WHAT THIS TASK INVOLVES
Exact copy, no pictures: return only the lines below from the line with "column 384, row 237" up to and including the line with "Target: iguana dewlap".

THE INPUT
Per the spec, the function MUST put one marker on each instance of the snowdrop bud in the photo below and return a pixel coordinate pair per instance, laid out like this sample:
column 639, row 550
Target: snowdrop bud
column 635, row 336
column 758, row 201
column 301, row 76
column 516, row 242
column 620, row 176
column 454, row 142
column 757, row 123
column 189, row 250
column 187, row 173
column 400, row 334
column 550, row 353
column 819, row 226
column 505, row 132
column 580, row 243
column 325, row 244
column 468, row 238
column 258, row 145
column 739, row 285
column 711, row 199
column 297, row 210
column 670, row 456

---

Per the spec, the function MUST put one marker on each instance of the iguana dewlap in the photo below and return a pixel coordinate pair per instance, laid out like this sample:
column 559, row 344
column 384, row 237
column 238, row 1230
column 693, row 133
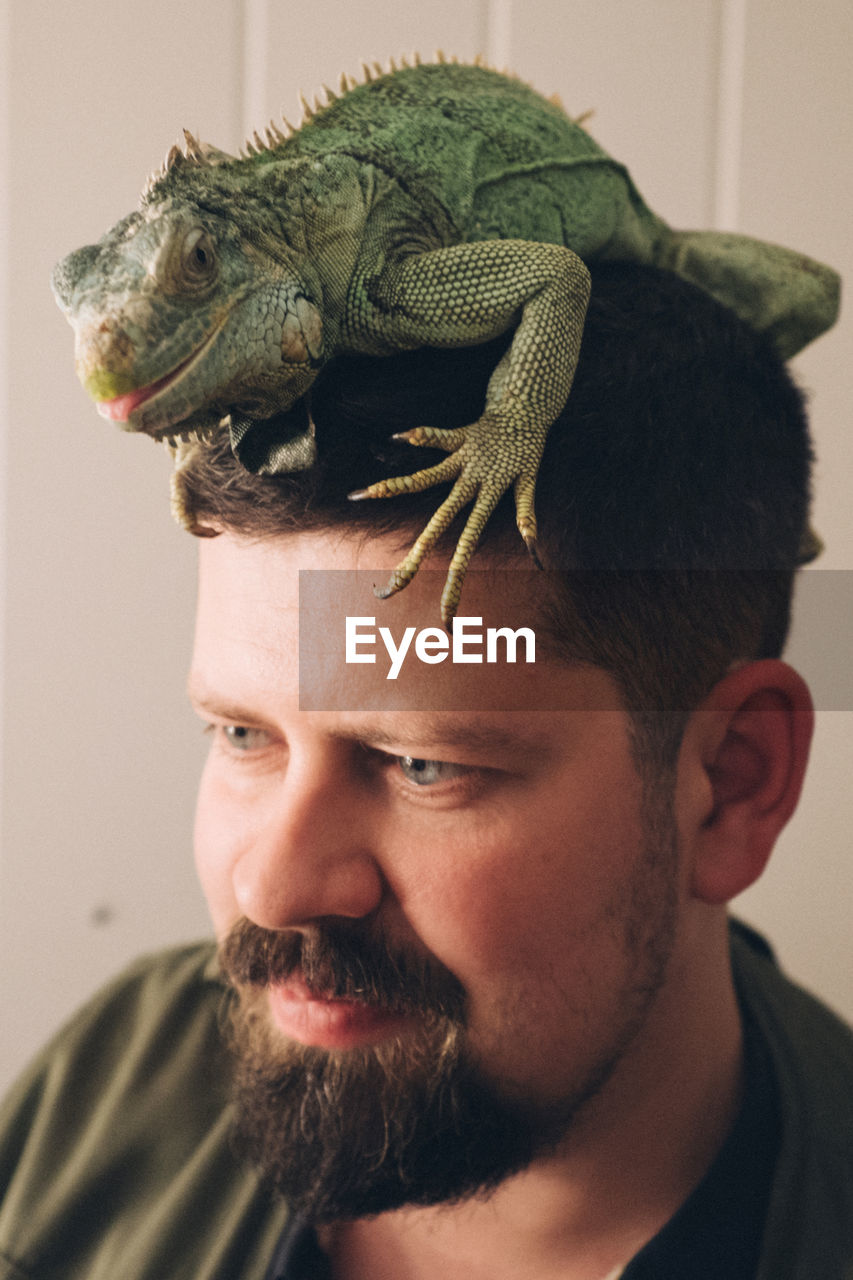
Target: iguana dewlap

---

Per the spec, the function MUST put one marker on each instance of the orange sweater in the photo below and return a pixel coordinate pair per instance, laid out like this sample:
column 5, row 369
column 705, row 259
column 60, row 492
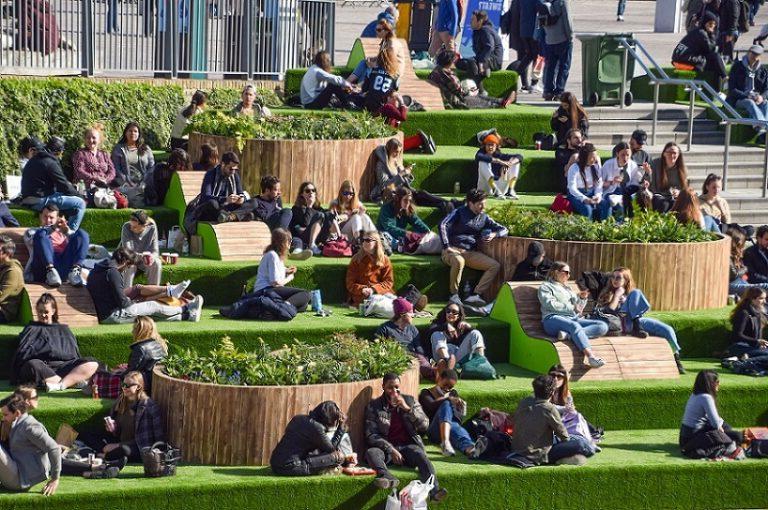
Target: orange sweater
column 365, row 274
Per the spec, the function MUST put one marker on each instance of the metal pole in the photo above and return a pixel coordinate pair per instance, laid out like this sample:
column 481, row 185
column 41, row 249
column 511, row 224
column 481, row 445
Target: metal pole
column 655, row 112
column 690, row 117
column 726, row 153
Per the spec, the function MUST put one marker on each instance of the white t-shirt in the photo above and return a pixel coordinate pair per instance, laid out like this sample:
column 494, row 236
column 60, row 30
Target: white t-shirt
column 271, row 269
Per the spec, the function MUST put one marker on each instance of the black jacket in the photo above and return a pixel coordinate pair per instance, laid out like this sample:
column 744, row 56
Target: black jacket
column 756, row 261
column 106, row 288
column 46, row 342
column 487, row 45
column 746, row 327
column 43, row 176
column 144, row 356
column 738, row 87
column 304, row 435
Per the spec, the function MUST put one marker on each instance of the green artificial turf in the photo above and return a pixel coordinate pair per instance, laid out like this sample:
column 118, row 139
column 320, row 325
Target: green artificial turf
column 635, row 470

TASK RESULT
column 384, row 237
column 238, row 1230
column 693, row 133
Target: iguana dewlap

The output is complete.